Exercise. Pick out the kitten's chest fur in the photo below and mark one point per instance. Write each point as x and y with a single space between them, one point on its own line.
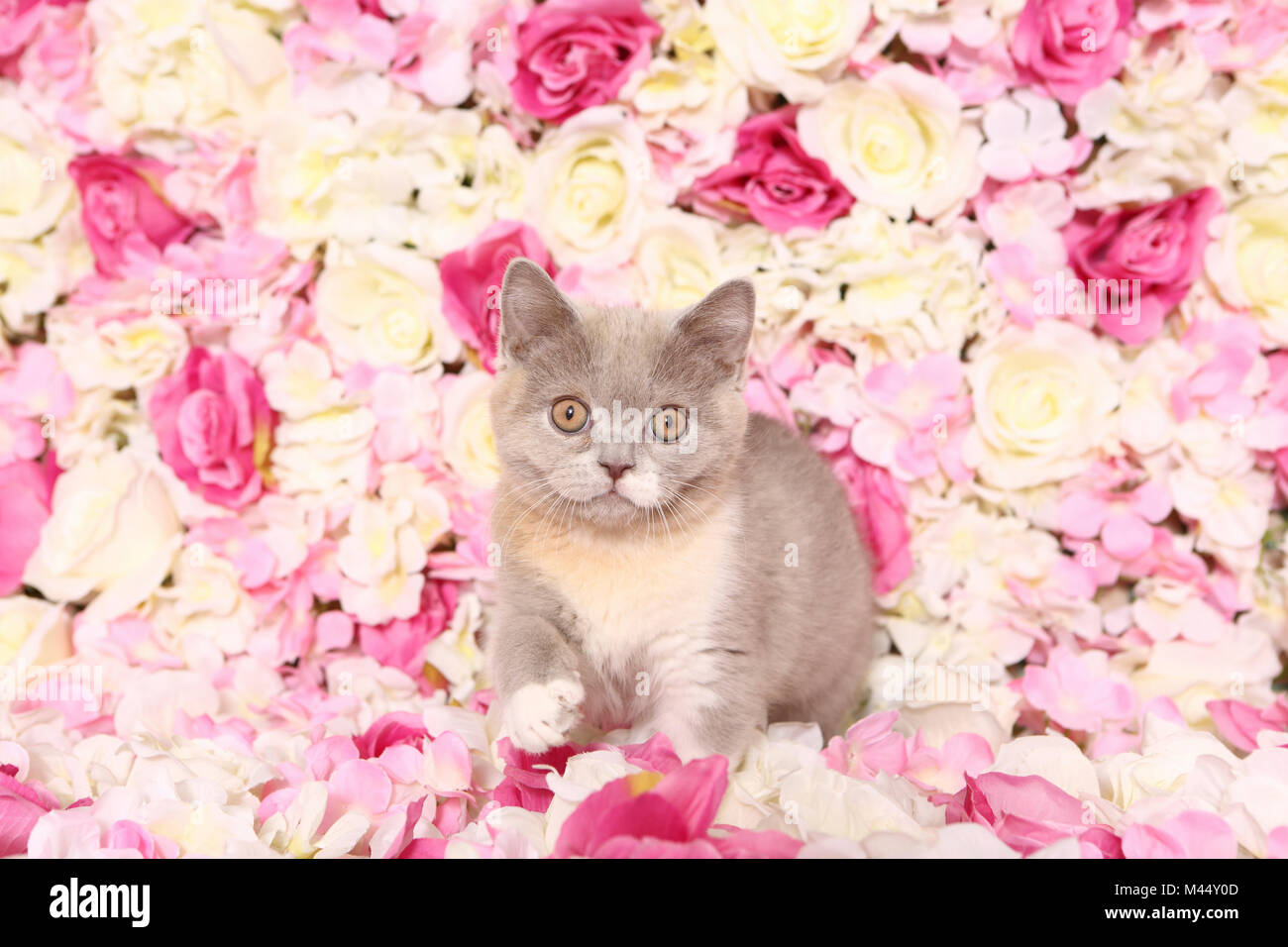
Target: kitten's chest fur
□ □ □
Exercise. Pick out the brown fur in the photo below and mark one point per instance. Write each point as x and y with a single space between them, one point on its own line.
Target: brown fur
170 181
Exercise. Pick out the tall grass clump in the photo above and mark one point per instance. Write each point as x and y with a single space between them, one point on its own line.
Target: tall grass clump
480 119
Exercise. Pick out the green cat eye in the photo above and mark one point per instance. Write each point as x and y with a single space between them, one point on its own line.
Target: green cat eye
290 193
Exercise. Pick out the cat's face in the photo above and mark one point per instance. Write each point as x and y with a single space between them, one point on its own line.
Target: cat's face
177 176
□ □ □
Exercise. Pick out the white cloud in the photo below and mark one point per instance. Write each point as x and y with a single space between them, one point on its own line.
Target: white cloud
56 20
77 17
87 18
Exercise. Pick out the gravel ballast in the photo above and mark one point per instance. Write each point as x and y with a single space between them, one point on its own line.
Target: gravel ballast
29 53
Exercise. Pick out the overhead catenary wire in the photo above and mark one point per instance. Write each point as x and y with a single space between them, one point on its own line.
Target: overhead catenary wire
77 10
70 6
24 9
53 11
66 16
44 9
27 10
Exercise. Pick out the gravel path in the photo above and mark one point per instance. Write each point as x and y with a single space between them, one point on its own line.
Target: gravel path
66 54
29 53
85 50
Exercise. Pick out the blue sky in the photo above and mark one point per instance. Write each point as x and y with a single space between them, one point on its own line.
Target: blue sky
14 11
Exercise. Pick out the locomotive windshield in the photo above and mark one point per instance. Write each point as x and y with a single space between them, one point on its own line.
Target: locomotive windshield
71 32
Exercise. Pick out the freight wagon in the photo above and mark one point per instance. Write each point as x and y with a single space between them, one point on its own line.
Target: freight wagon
□ □ □
Objective:
Please count the lines in the items above that contain the word "blue", with case counting, and reply with only the number.

Task result:
2